Region pointing data:
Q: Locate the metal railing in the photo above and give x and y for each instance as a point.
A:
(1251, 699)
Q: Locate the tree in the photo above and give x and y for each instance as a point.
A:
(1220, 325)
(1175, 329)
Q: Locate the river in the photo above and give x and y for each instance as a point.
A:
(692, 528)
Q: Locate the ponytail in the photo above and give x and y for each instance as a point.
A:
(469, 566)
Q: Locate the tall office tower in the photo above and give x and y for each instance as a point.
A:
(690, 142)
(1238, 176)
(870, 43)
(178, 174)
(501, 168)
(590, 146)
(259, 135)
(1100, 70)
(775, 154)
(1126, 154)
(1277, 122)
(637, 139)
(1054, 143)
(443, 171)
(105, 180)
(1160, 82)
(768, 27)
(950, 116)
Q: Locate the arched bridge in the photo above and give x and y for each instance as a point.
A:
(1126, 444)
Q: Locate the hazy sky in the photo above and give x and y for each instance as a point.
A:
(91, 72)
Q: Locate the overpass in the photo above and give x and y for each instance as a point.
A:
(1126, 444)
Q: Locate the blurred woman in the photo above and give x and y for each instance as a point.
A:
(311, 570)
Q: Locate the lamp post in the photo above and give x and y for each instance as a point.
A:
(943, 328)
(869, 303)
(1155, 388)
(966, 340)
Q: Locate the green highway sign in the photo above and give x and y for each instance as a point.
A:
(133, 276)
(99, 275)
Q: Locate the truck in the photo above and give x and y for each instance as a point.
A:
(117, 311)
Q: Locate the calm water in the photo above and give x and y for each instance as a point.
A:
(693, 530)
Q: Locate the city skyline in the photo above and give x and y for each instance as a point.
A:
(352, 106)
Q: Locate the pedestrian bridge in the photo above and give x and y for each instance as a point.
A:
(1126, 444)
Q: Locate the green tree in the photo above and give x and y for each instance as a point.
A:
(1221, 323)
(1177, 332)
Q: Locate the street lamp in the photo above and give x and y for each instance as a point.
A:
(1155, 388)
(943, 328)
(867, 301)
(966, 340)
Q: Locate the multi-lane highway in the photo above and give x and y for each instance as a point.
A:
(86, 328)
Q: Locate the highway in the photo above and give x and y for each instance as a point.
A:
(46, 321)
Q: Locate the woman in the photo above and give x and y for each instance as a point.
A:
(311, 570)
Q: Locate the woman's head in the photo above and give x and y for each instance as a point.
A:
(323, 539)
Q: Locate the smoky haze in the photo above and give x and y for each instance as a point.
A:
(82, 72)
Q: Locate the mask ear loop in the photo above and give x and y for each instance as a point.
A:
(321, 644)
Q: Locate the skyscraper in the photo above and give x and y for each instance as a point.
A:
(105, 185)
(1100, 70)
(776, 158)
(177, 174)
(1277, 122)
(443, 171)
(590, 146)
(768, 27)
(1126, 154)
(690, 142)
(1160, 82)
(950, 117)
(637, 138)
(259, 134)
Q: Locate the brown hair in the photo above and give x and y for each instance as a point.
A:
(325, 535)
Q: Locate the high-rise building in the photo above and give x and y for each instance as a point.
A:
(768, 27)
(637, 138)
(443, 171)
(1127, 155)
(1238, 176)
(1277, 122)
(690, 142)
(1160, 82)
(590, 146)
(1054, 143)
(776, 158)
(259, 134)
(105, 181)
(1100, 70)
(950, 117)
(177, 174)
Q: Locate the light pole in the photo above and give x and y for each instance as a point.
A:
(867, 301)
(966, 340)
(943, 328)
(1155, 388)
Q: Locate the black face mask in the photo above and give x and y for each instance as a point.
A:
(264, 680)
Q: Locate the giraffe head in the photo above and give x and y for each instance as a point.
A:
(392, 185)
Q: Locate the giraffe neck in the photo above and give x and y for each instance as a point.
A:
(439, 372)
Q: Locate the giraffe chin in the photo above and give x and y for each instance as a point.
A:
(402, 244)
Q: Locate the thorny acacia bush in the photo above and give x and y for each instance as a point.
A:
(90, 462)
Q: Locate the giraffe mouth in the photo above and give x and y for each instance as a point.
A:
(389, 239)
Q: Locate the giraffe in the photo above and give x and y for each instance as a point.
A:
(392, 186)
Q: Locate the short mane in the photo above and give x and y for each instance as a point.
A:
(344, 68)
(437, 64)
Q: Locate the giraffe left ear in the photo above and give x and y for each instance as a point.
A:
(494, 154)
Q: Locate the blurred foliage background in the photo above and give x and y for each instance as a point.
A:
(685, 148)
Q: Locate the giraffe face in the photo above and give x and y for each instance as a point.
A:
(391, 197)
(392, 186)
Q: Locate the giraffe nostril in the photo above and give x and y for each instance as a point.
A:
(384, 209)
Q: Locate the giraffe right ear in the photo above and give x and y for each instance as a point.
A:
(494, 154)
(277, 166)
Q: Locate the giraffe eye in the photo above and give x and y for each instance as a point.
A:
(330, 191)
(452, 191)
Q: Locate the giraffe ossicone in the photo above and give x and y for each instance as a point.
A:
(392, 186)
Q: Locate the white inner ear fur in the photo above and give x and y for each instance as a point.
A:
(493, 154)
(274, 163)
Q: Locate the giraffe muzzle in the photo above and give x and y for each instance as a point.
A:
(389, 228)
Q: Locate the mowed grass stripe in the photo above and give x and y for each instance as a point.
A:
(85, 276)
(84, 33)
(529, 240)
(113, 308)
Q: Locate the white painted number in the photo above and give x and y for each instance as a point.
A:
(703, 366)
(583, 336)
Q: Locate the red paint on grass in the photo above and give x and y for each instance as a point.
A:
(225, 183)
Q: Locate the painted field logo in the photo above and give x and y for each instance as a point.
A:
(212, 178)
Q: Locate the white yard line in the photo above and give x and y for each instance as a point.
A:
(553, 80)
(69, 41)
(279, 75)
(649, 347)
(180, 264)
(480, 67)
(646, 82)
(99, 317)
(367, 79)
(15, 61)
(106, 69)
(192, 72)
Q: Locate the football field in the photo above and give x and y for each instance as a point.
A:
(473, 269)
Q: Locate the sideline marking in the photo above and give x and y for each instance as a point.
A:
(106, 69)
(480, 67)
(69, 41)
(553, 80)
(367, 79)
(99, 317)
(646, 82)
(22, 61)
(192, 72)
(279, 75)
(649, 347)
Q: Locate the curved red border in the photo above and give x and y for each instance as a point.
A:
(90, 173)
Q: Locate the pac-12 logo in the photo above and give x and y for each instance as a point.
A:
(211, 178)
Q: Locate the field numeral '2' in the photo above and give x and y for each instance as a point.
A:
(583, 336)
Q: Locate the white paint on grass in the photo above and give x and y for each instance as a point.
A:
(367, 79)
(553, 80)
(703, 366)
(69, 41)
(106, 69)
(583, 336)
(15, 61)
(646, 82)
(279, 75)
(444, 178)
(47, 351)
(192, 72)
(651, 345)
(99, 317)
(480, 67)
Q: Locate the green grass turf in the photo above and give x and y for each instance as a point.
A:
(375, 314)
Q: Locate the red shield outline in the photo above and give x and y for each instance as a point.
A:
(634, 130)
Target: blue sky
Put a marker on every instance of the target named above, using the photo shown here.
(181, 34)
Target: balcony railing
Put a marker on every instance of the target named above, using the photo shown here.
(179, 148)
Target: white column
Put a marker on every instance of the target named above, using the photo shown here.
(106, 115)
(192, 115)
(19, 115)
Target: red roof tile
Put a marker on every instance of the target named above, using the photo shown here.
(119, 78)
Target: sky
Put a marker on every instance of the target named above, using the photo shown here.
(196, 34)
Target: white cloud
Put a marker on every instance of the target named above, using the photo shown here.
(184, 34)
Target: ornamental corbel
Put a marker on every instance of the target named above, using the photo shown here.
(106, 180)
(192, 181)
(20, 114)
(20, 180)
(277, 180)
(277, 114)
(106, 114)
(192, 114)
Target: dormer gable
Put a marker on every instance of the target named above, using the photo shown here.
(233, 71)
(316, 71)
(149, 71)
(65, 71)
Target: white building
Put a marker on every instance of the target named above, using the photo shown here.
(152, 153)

EXERCISE DIRECTIONS:
Where does "lamp" occur in the data? Copy each line that has it.

SOLUTION TO THIS TASK:
Q: Locate the lamp post in the photo above and give x and y for each instance as a point.
Q: Locate the street lamp in the photo above and give x and y for each instance as a point.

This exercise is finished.